Pouvez-vous prolonger le texte sur la revalorisation des retraites, en reprenant juste après sa dernière phrase ?

**TEXTE FOURNI**
····················

En matière de ballon d’essai, les retraites ne sont pas épargnées. Et pour cause : elles pèsent, à elles seules, 25% des dépenses publiques. Interrogé à ce sujet sur France Inter, le ministre délégué au Budget, Thomas Cazenave, n’a pas exclu une forme de sous revalorisation des pensions par rapport à 2025. « On aura ce débat pour le budget 2025 […]. Est-ce qu’on continue à indexer l’ensemble de nos prestations, l’ensemble de nos transferts ? », s’est-il interrogé.
Santé. Le sujet est explosif, tant les retraités ont soutenu l’élection du Président. Mais la revalorisation des retraites de base de 5,3% a coûté 14 milliards en 2024. Ce ne serait pas si nouveau. En 2018, Edouard Philippe s’était résolu à annoncer une sous-revalorisation des pensions et des prestations pour faire des économies avant la crise Covid.

····················

**LIGNES DE DONNÉES**

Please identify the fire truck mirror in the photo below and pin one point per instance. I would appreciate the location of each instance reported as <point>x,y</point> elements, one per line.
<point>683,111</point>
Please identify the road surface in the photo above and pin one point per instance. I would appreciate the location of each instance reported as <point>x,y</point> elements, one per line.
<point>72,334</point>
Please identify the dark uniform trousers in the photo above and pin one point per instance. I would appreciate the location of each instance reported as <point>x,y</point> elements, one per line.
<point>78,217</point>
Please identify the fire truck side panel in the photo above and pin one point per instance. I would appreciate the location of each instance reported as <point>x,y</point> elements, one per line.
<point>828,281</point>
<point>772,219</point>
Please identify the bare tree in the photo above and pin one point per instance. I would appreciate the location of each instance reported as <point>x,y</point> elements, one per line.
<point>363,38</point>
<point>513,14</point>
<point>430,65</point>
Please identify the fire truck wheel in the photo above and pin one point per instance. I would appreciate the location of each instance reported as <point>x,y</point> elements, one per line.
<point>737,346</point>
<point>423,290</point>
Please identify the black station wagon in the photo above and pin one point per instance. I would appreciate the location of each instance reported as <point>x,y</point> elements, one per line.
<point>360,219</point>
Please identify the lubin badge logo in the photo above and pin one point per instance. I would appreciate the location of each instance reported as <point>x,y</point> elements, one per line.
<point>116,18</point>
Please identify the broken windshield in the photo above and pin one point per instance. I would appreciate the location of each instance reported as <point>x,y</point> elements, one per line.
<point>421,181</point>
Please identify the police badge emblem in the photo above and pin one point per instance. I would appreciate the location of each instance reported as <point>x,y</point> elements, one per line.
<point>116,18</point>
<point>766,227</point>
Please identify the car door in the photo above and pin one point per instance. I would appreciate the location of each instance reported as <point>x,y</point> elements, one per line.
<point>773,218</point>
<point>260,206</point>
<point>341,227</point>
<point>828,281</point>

····················

**RÉPONSE**
Reste le dernier éléphant dans la pièce : la santé. Avec le vieillissement de la population, les dépenses de soins progressent vite, comme la facture des traitements innovants. « En sept ans, les dépenses d’assurance maladie sont passées de 185 milliards à 255 milliards », pointe-t-on à Bercy.
Le gouvernement a déjà acté le doublement des franchises médicales en 2024. Non seulement sur les boîtes de médicaments, mais aussi pour une visite chez le médecin ou sur les examens médicaux, les transports sanitaires et les actes paramédicaux (kinés…). « On est le seul pays qui continue à payer 5 milliards par an pour les transports médicaux ! », s’exclame un ministre. Une manne pour les taxis en province.
Une revue de dépenses très sensible se focalise sur la prise en charge à 100% de quelque 12 millions de patients atteints d’affections longue durée (ALD). Il ne s’agit évidemment pas de remettre en cause la prise en charge de ces maladies lourdes. « On n’est pas dingue », se récrie une source au fait du dossier. L’idée serait plutôt de restreindre la prise en charge à 100% par l’assurance maladie pour les autres problèmes de santé de ces patients.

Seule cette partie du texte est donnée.